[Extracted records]
▼

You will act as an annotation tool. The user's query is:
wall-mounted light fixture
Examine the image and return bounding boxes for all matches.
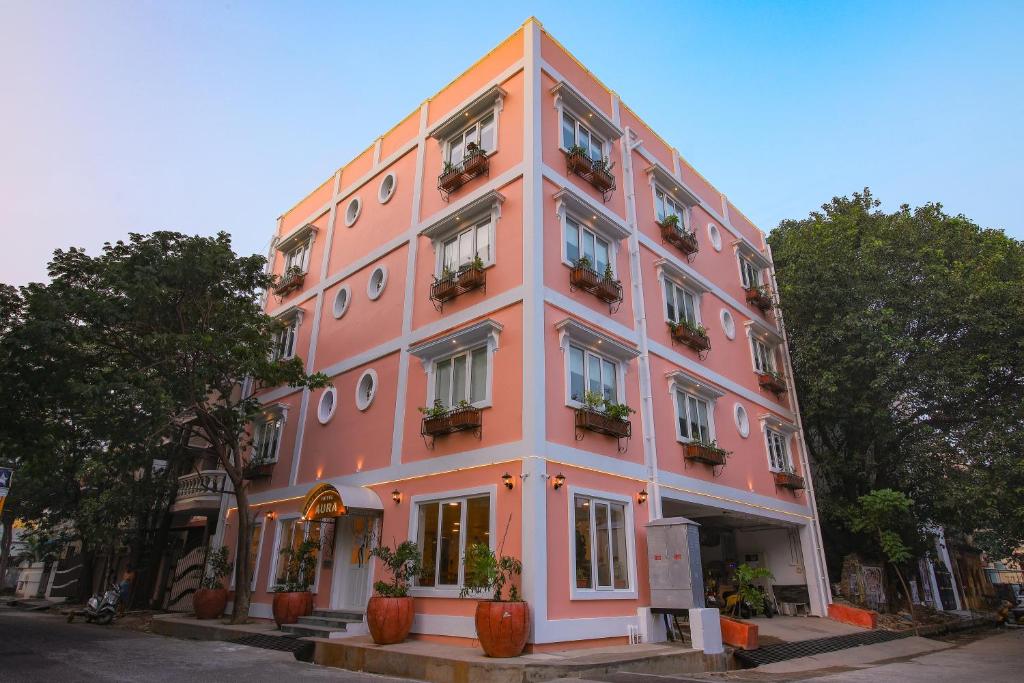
[392,489,402,504]
[552,473,566,491]
[502,472,514,490]
[637,490,648,505]
[266,511,277,520]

▲

Exercise requirements: Output every record exactly, minus the pictures.

Answer area:
You will act as an annotation tool. The user's query is:
wall-mounted light fixture
Examine the image and return bounding boxes for all matches.
[392,489,402,504]
[552,473,566,491]
[502,472,514,490]
[637,490,648,505]
[266,511,277,520]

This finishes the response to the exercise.